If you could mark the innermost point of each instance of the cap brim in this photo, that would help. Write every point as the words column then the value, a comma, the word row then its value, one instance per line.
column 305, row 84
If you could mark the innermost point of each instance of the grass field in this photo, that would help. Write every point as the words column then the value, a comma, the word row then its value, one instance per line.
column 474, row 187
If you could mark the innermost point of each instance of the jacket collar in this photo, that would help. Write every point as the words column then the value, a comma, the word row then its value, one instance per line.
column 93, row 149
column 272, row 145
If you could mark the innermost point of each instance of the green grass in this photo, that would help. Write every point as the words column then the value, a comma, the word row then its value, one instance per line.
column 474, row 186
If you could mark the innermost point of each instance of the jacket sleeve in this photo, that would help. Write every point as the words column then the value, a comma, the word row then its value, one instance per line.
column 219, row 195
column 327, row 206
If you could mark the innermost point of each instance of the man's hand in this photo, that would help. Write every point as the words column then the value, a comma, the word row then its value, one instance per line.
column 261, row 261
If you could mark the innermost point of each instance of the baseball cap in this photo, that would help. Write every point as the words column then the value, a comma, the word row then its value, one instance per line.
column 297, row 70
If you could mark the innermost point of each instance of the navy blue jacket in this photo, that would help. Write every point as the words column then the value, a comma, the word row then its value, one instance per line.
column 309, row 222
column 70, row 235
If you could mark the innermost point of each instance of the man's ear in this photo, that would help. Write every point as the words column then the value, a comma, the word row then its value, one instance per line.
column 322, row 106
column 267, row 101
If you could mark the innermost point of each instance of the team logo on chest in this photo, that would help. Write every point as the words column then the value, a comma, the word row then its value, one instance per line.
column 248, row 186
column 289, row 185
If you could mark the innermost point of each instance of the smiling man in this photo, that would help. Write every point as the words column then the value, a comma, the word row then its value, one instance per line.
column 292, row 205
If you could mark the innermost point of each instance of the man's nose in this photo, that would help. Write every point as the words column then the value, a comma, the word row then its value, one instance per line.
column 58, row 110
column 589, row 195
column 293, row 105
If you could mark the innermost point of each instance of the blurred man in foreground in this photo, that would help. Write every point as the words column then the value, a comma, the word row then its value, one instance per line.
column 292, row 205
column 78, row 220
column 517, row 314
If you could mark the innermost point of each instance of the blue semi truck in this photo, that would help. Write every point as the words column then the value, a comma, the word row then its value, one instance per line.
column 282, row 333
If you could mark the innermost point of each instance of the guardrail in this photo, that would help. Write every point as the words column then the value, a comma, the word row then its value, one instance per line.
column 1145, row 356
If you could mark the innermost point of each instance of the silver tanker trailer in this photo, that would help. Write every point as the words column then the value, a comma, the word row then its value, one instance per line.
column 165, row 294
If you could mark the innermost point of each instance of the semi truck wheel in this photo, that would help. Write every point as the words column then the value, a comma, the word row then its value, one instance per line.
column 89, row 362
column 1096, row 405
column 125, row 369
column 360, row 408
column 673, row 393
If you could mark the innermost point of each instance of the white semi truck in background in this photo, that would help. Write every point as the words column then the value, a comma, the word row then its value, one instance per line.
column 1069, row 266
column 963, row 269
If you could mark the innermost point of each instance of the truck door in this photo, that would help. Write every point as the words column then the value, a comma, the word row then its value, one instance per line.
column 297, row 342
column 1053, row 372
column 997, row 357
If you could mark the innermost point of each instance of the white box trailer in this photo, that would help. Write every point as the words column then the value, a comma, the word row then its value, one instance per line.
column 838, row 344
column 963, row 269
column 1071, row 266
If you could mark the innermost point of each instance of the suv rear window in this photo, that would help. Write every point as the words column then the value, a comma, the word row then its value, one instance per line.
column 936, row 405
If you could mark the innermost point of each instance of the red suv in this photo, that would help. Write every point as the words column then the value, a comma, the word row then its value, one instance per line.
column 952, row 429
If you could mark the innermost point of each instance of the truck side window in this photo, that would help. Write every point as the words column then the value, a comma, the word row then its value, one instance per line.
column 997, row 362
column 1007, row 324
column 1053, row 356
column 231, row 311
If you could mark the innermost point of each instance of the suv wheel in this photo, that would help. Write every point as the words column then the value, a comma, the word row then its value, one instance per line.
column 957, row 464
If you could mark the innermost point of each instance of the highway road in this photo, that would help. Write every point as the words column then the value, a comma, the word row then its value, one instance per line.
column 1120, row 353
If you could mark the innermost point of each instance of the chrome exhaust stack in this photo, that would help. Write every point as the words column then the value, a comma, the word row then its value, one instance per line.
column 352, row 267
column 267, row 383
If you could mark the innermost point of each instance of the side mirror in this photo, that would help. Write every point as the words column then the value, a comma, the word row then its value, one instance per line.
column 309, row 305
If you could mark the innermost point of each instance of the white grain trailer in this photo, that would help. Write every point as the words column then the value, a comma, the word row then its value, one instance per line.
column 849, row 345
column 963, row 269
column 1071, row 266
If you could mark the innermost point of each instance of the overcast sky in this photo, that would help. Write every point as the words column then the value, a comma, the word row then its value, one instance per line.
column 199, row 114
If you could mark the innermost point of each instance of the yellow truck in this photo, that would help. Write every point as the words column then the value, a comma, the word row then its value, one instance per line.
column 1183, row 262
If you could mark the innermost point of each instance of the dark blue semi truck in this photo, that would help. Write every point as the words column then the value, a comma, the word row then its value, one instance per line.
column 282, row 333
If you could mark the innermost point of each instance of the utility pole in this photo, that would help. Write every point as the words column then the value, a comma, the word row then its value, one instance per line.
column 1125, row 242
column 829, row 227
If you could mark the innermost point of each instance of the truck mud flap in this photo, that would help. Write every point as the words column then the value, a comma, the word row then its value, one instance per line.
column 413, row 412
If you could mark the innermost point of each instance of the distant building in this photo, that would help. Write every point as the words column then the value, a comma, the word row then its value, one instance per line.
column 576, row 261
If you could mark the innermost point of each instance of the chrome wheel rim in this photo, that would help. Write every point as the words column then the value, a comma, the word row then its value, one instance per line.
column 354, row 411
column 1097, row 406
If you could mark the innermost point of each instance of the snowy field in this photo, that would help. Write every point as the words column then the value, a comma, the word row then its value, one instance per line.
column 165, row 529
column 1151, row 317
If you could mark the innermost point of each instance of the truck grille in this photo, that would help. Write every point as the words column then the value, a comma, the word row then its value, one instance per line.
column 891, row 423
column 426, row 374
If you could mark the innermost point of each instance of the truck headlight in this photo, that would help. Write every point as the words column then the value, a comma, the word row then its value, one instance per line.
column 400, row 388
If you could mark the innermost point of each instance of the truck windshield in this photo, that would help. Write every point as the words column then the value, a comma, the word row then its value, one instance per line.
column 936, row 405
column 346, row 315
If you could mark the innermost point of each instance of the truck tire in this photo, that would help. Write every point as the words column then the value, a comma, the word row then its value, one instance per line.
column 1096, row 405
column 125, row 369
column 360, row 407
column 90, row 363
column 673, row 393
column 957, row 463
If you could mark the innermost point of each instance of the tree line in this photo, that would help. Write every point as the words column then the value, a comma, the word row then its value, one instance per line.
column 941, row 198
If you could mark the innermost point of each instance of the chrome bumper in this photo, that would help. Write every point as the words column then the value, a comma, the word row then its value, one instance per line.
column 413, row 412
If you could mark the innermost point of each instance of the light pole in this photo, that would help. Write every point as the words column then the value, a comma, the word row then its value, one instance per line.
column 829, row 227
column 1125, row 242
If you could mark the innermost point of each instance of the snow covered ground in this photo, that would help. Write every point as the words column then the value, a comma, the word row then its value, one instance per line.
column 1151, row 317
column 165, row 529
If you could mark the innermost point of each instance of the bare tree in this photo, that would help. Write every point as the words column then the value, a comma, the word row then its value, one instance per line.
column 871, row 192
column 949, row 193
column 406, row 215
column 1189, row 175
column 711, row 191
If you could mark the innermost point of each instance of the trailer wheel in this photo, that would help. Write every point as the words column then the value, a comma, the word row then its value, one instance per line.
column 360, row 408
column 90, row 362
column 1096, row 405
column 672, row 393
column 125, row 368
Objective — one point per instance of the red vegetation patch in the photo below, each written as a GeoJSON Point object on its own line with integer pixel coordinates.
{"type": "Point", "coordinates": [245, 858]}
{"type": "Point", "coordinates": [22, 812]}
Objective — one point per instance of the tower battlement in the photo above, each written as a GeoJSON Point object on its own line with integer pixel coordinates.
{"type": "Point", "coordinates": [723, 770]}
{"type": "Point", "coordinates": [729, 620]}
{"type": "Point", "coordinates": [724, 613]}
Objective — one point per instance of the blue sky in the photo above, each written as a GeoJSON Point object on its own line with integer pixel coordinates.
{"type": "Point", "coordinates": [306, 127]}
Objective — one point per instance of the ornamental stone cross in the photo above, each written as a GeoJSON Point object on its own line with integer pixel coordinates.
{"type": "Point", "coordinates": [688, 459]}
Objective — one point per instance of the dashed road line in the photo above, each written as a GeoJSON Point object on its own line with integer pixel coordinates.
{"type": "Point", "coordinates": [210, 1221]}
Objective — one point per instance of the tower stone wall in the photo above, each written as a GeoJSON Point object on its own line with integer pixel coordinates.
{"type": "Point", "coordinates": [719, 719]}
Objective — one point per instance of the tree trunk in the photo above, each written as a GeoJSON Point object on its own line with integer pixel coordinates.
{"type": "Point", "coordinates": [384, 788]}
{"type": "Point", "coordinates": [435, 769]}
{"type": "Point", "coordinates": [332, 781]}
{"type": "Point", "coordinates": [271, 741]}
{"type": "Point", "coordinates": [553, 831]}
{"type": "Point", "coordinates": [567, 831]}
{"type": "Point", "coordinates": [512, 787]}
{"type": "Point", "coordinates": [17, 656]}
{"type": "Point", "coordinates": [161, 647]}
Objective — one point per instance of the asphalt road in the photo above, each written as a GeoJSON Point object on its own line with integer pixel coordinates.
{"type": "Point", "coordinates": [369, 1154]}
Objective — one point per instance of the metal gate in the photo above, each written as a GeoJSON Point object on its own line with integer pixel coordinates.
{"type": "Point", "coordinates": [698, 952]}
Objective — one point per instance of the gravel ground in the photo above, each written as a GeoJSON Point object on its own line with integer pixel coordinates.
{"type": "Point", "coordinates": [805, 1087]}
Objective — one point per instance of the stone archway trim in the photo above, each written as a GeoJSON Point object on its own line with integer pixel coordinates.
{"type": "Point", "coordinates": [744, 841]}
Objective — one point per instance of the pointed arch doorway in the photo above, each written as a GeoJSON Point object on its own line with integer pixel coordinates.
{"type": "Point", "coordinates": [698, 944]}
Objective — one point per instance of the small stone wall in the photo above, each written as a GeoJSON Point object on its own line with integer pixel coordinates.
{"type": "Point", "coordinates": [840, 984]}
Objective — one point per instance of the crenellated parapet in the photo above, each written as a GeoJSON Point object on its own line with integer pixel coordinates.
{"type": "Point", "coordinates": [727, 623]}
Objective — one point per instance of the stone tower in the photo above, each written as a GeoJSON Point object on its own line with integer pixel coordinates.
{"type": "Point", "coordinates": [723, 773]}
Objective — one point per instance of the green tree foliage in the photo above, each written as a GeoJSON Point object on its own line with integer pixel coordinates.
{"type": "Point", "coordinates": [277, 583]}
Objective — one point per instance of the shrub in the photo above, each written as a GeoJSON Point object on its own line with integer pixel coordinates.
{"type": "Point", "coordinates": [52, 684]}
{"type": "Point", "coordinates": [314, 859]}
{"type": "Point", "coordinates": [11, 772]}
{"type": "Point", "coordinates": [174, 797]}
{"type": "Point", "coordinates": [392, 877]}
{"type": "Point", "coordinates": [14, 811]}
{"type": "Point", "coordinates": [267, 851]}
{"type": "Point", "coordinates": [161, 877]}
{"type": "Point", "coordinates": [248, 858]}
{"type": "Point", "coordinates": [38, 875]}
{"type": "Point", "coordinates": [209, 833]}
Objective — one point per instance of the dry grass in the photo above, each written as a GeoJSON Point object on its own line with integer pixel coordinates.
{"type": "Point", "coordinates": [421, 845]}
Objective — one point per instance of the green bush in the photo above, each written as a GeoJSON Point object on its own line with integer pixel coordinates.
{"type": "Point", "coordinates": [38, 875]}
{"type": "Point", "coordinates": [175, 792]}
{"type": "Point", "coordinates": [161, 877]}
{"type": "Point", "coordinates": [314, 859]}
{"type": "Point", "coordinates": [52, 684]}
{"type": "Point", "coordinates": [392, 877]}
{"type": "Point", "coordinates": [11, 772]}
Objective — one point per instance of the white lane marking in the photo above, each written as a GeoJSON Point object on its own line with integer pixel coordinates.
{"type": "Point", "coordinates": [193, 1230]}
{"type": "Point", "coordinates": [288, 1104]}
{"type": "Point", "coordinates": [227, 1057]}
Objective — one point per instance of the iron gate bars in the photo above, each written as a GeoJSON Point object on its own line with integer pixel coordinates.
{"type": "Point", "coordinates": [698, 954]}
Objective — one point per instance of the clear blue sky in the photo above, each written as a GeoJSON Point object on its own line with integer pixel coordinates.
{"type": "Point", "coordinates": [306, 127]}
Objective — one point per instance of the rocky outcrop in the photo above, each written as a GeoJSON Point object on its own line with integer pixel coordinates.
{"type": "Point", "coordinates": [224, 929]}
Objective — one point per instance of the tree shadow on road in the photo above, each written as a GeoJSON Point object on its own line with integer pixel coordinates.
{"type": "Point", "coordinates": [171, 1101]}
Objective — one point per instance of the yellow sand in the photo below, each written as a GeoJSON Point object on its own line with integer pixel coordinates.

### SHORT PROBLEM:
From the start of the records through the line containing "column 305, row 84", swap "cap brim" for "hat brim" and write those lines out again with nothing else changed.

### FINAL RESULT:
If you could mark the innermost point of each instance of the hat brim in this photo, that would help. Write every point as the words column then the value, a comma, the word row then its value, one instance per line.
column 305, row 84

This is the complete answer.